# [Dataset records]

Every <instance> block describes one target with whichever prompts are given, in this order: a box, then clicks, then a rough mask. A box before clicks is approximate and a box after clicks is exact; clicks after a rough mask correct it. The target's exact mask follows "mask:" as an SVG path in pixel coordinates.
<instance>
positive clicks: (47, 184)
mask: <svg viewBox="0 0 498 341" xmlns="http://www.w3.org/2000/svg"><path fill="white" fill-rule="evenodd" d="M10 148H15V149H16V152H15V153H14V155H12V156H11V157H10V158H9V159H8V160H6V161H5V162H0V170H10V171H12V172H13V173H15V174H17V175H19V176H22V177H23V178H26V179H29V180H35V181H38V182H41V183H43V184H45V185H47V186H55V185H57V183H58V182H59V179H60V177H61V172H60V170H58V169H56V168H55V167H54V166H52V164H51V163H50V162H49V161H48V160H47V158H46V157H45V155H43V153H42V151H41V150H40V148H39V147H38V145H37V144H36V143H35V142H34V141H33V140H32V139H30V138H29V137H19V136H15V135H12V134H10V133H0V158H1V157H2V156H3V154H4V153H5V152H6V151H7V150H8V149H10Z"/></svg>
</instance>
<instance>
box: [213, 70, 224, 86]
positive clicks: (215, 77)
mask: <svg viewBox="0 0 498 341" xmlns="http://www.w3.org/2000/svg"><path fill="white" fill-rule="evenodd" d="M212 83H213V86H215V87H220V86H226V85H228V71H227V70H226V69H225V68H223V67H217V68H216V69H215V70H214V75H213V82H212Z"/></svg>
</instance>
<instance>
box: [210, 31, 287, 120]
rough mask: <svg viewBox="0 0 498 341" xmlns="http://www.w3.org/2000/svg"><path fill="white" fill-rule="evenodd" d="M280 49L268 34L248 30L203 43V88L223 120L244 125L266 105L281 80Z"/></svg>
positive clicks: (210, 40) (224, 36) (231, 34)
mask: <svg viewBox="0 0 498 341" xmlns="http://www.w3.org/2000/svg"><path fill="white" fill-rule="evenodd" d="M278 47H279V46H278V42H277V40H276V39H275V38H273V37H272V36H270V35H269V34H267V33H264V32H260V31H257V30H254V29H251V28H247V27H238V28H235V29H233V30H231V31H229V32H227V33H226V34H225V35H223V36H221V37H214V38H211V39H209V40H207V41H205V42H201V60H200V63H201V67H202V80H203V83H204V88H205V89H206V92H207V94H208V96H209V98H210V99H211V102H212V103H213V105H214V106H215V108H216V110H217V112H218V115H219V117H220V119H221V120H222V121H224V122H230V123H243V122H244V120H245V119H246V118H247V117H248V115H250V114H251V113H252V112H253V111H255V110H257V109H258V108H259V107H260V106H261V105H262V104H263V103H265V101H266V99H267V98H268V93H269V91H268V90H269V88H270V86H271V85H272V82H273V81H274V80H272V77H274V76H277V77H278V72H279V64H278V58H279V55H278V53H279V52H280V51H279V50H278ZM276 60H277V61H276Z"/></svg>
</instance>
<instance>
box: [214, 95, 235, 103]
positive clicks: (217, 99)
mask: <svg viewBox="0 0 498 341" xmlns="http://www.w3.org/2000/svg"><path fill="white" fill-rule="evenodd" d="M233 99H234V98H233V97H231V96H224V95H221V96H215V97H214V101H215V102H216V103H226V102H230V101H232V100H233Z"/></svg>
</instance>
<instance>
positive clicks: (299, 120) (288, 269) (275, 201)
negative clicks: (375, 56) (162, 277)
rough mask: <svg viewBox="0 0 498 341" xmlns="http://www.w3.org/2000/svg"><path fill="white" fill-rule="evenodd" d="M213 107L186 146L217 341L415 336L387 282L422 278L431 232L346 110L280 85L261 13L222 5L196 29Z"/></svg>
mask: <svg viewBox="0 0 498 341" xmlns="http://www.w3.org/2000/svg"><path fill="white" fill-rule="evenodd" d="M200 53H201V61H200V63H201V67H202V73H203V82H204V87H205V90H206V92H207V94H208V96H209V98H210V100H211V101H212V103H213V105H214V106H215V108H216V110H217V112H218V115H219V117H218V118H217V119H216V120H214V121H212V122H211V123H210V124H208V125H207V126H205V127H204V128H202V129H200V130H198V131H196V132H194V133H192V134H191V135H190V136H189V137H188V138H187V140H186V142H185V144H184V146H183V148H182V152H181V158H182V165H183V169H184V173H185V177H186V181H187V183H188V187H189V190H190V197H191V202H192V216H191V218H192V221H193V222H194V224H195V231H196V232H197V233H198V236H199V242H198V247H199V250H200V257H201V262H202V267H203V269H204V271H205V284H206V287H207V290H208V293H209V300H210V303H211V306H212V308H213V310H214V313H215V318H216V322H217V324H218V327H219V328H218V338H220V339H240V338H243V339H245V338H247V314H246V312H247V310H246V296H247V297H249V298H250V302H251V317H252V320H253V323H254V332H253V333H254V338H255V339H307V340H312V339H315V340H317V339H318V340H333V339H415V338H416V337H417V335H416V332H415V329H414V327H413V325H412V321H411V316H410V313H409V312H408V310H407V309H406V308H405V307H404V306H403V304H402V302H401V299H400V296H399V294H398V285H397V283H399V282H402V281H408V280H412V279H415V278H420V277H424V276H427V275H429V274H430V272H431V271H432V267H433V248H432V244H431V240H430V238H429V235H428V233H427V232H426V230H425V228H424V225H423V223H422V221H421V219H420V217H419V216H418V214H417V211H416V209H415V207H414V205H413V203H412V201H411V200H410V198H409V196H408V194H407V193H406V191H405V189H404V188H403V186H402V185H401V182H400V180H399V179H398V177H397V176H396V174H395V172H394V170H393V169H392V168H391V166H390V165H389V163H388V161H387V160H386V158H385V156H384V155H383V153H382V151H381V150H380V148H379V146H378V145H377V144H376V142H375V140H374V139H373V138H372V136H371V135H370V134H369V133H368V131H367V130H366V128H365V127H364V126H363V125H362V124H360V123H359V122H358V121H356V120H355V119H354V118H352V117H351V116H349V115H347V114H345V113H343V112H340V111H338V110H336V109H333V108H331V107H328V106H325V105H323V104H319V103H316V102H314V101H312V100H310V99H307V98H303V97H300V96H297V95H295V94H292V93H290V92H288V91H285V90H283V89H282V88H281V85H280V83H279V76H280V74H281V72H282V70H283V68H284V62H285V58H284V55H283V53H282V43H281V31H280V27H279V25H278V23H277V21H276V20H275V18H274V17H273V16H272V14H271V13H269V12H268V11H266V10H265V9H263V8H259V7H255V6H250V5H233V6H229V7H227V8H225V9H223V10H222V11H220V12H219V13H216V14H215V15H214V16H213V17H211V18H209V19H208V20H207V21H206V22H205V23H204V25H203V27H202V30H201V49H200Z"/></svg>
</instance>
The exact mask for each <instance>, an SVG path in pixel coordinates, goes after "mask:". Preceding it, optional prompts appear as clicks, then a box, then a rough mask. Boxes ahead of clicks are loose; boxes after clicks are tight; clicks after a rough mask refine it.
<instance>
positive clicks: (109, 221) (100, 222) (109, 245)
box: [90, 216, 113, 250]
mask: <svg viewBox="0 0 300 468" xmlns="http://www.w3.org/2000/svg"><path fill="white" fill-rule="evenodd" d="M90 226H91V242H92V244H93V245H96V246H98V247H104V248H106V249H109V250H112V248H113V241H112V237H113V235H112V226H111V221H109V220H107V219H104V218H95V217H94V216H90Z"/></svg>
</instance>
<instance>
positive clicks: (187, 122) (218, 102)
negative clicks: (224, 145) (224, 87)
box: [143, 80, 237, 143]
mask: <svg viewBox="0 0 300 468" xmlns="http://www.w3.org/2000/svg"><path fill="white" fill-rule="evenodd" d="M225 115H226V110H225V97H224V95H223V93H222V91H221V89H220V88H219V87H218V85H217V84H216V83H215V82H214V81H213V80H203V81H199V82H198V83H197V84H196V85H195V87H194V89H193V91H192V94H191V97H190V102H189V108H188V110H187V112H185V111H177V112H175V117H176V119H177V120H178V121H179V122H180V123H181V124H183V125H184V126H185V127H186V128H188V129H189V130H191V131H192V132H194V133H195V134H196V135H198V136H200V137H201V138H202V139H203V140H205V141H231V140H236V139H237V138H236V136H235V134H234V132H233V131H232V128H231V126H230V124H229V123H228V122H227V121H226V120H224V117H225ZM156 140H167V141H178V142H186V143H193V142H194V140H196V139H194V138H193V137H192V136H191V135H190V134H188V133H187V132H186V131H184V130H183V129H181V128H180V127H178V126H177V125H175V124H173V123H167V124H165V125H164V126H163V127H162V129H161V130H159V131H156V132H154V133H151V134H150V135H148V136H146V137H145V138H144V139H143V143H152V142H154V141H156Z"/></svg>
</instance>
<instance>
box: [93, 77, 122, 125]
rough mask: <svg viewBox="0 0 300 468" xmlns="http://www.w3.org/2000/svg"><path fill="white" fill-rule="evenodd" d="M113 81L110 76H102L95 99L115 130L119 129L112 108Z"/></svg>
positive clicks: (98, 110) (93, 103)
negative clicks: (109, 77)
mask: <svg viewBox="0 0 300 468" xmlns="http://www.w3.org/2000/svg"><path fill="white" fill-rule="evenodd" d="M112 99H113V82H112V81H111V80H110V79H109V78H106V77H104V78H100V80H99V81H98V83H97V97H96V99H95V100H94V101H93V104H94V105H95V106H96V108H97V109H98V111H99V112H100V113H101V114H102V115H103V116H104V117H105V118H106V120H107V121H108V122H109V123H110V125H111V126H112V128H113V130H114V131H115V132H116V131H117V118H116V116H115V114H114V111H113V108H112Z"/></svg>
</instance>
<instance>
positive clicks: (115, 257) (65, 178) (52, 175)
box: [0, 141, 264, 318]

# [Try it]
Return the items above, copied character for character, from the beginning of the items through the line holding "positive clicks: (47, 184)", with the first line and that line both included.

# [Solution to the problem]
Every <instance> block describes one target with whichever prompts are given, in this order: a box, then clicks, then a rough mask. A box before clicks is approximate and a box after clicks is exact; clicks after a rough mask correct it. The target's exact mask follows "mask:" as an SVG path in pixel coordinates.
<instance>
positive clicks: (47, 184)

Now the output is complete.